** Opening PROVIDED MATERIAL block **
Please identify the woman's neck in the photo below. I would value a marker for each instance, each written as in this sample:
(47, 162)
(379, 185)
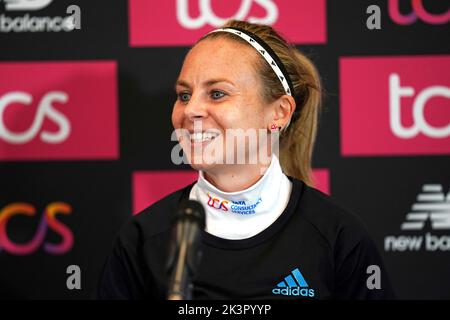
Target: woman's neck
(236, 177)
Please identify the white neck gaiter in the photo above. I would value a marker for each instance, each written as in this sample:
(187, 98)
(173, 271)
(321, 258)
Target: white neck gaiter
(243, 214)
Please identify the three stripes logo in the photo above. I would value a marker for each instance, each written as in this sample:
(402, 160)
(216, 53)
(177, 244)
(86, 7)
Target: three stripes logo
(432, 204)
(294, 285)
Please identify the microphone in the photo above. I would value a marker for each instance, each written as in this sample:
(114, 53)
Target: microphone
(185, 254)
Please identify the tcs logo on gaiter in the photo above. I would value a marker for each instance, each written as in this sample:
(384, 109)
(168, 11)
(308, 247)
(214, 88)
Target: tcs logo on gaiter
(47, 221)
(217, 203)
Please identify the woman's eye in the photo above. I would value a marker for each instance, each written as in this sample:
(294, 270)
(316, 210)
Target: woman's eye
(183, 96)
(217, 94)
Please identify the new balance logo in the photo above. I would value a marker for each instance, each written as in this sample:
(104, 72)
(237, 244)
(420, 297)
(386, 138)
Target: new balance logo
(431, 204)
(294, 285)
(21, 5)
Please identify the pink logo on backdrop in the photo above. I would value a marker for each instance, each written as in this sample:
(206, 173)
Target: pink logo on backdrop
(58, 110)
(395, 105)
(182, 22)
(418, 11)
(151, 186)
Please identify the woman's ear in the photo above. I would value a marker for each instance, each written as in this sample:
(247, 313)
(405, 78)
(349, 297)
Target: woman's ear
(283, 109)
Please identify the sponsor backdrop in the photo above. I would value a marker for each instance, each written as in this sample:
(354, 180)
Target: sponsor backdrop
(86, 93)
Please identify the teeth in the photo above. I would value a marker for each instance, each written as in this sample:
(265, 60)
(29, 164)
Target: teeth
(203, 136)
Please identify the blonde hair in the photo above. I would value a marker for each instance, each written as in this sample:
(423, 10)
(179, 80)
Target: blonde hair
(297, 142)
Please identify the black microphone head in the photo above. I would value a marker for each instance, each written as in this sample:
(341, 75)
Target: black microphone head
(192, 210)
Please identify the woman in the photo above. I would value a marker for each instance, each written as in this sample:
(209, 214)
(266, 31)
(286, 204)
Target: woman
(269, 234)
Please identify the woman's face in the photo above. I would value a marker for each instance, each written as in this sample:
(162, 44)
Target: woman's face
(219, 89)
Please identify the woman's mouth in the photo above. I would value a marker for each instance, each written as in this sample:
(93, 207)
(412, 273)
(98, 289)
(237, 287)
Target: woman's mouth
(203, 137)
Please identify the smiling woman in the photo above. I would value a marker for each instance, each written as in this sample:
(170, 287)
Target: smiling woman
(269, 233)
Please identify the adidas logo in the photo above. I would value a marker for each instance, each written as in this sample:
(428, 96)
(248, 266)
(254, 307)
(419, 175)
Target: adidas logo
(294, 285)
(431, 204)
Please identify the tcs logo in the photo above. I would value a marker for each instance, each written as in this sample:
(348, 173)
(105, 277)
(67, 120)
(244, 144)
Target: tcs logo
(395, 105)
(217, 203)
(48, 220)
(207, 16)
(45, 110)
(420, 125)
(183, 22)
(418, 12)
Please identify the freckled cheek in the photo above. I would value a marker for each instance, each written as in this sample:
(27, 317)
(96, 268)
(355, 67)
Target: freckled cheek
(177, 117)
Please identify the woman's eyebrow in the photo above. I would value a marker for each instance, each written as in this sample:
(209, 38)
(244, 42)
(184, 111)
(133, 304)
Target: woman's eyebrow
(207, 83)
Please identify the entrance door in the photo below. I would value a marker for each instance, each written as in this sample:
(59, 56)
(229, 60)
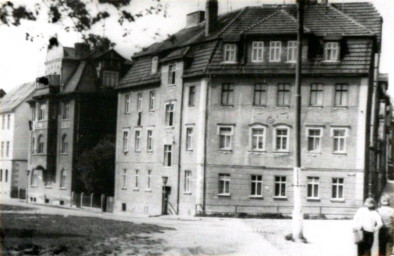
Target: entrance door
(166, 193)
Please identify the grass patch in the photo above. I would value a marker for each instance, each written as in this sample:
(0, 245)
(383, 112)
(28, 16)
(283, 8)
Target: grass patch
(36, 234)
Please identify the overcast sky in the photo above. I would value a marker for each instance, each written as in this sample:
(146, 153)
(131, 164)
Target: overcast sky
(22, 61)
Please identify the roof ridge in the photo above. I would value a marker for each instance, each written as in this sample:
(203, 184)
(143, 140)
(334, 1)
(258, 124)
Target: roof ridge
(351, 19)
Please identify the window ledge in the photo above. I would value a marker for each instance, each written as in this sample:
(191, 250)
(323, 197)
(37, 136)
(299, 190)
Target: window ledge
(256, 197)
(280, 197)
(312, 199)
(338, 200)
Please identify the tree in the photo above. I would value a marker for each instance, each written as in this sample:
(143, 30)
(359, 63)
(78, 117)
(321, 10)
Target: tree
(96, 168)
(80, 16)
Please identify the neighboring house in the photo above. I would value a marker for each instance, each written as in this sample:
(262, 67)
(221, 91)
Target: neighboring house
(73, 107)
(206, 117)
(14, 132)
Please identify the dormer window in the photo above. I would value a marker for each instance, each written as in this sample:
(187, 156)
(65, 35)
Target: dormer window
(257, 52)
(331, 51)
(155, 64)
(110, 78)
(230, 53)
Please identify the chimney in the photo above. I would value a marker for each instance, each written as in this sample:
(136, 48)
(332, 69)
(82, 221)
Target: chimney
(82, 50)
(212, 16)
(194, 18)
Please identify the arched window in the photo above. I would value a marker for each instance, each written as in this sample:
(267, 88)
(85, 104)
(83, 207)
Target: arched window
(63, 178)
(64, 145)
(40, 142)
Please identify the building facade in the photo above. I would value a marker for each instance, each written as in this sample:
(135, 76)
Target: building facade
(72, 108)
(205, 118)
(14, 130)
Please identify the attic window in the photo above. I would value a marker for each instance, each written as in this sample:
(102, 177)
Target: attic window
(110, 78)
(155, 64)
(230, 53)
(331, 51)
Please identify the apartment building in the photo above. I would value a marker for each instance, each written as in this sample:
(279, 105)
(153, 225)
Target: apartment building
(72, 108)
(205, 118)
(14, 130)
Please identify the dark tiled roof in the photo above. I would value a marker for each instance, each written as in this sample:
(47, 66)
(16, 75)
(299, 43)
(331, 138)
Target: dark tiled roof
(16, 96)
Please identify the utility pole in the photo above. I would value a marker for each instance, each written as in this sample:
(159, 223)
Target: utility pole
(297, 233)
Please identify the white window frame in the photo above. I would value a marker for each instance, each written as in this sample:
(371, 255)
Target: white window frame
** Closing PROVIDED MATERIAL block **
None of the pictures belong in the copy; transcribe the rest of the data exactly.

• [SOLUTION FOR THIS TASK]:
Please identify the woman's neck in the photo below. I would value a marker for each instance, each written as in this sample:
(47, 162)
(379, 185)
Target: woman's neck
(236, 177)
Please identify the white neck gaiter in the photo above. I would value a marker for each instance, each written as in this sample:
(187, 98)
(173, 271)
(321, 258)
Target: white neck gaiter
(243, 214)
Please identify the three stripes logo in the photo above. I would value a marker for each instance, each written as in this sample:
(402, 160)
(216, 53)
(177, 244)
(86, 7)
Target: three stripes logo
(432, 204)
(294, 285)
Please identify the microphone in the photo above. I would value a marker for each instance, each written as in this sample:
(114, 53)
Target: microphone
(185, 254)
Please identify the tcs logo on gaiter in the photo above. I would value a marker for each instance, each written as in this sample:
(384, 109)
(168, 11)
(308, 247)
(214, 88)
Target: tcs logo on gaiter
(47, 221)
(217, 203)
Please identify the woman's eye in the photo above. I would value a marker for each instance, each written as in this sample:
(294, 270)
(316, 210)
Target: woman's eye
(183, 96)
(217, 94)
Please identify the new balance logo in the photo above. I would value a marker for each instance, each written as in this sample:
(104, 72)
(237, 244)
(420, 297)
(386, 138)
Target: new balance logo
(431, 204)
(294, 285)
(21, 5)
Please identify the pink logo on backdrop in the photo above. I would value a marker for each instance, each written as in this sample:
(206, 173)
Target: pink logo on backdrop
(58, 110)
(395, 105)
(182, 22)
(418, 11)
(151, 186)
Please identify the woman's ear in the photo above. I would value a marker for each instance, each written as in this sample:
(247, 313)
(405, 78)
(349, 297)
Target: woman's ear
(283, 109)
Please identify the sponsor backdrop in the photo above. I would value a marker for each instance, each written as in this sample:
(354, 180)
Target: sponsor backdrop
(86, 93)
Please identify the teeth in the photo above. I would value a marker for each instance, each written as in this sample:
(265, 60)
(29, 164)
Target: teeth
(203, 136)
Please identify the blonde hair in the photo above. I would value a marker for each instance, each written as in this sample:
(423, 10)
(179, 80)
Target: blonde hair
(297, 142)
Please identify the black microphone head in the photo above. I would value a marker for each instance, each written as in this sample:
(341, 75)
Target: black microphone head
(192, 210)
Please identify the woman in the photo above. I would value a marker for each instance, each written as in this sample:
(209, 214)
(266, 31)
(286, 204)
Target: woman
(269, 234)
Please identify the woman's face in the photo above. I would value a marker for each instance, each written as in this sample:
(162, 44)
Target: woman's face
(219, 89)
Please identify the woman's mouth in the photo above. I would value a marker for each instance, each written as in this sample:
(93, 207)
(412, 273)
(98, 289)
(237, 287)
Target: woman's mouth
(203, 137)
Please identify the smiling woman in the photo above. I would value a marker for each instance, each written as in this sample:
(170, 287)
Target: smiling woman
(269, 233)
Please identify the adidas logo in the photo above. I would value a marker for each instance, each written as in this sample:
(428, 96)
(248, 266)
(254, 307)
(419, 175)
Target: adidas logo
(294, 285)
(431, 204)
Please identify the tcs logo in the photo above. I would value a marker for each instance, each written as in this sample:
(348, 173)
(105, 277)
(67, 120)
(244, 144)
Target: tcs logo
(395, 105)
(217, 203)
(48, 220)
(207, 16)
(45, 110)
(420, 125)
(183, 22)
(418, 12)
Please identify the freckled cheek in the photo above. I would value a marker for each instance, each written as in this sample:
(27, 317)
(96, 268)
(355, 67)
Target: freckled cheek
(177, 117)
Please identify the woman's eyebrow in the photo above. I would value a marker for each instance, each written as in this sample:
(209, 38)
(244, 42)
(184, 111)
(133, 304)
Target: woman's eyebrow
(207, 83)
Please identify the entrance door in the photo below. I would value a marker for each instance, each written as in this sample:
(59, 56)
(229, 60)
Target: entrance door
(166, 193)
Please identify the grass patch in the photo above. I would value a marker for each instance, each written as in this sample:
(0, 245)
(383, 112)
(28, 16)
(283, 8)
Target: grass patch
(36, 234)
Please identify the overcast sky in the photo above. I would value a marker for each instance, each written as in this sample:
(146, 153)
(131, 164)
Target: overcast sky
(22, 61)
Please identify the roof ridge in the photo above. I would value a marker for each instance, each written as in this sample:
(203, 184)
(143, 140)
(334, 1)
(258, 124)
Target: roof ridge
(351, 19)
Please identify the window ledge in the photo above. I would value a marker for each instance, each written as in this sample:
(191, 250)
(323, 197)
(37, 136)
(299, 190)
Target: window ledge
(256, 197)
(280, 197)
(312, 199)
(338, 200)
Please identify the tree in the photo above. I would value a marker for each instance, each written as in this sample:
(143, 30)
(359, 63)
(78, 117)
(321, 10)
Target: tree
(96, 168)
(80, 16)
Please identify the neighboring house in the photo above. I would value a marker for each instance, each written as in this sample:
(262, 67)
(221, 91)
Target: neighboring house
(73, 107)
(206, 117)
(14, 132)
Please identify the dormer window in the photo above. I would value a marker for each instance, each written as in this sample:
(187, 156)
(65, 35)
Target: dormer window
(257, 52)
(331, 51)
(155, 64)
(110, 78)
(230, 53)
Please identify the chimney in the photo above. I would value a marker for each instance, each written as in this sample:
(136, 48)
(332, 69)
(82, 221)
Target: chimney
(82, 50)
(212, 16)
(194, 18)
Please identify the arched window in the photo above. I would value a marker for each instance, each written as in this sample:
(267, 88)
(85, 104)
(83, 207)
Target: arched window
(63, 178)
(64, 145)
(40, 142)
Please identify the building facade in the photo above. I would value a marker for each instance, each written as in this sample:
(135, 76)
Target: building facade
(72, 108)
(205, 118)
(14, 130)
Please identify the attic window in the photo above. I would value a marker for each instance, each written as in this sample:
(102, 177)
Target: attic window
(110, 78)
(155, 64)
(230, 53)
(331, 51)
Please identify the apartment building in the photo above. I would value a marker for each instance, each written as in this sample:
(279, 105)
(153, 225)
Target: apartment building
(72, 108)
(205, 118)
(14, 130)
Please identify the dark tiled roof in the photo above. I would value a marker for each instance, each written as in this sample:
(47, 66)
(16, 75)
(299, 43)
(331, 138)
Target: dark tiled roof
(16, 96)
Please identify the utility pole in the photo above. I would value a marker for each instance, each written as in this sample:
(159, 223)
Target: utility pole
(297, 233)
Please identify the white window frame in the photo above. I would value a marker for each instance, each written as in this sample:
(371, 255)
Target: white window frame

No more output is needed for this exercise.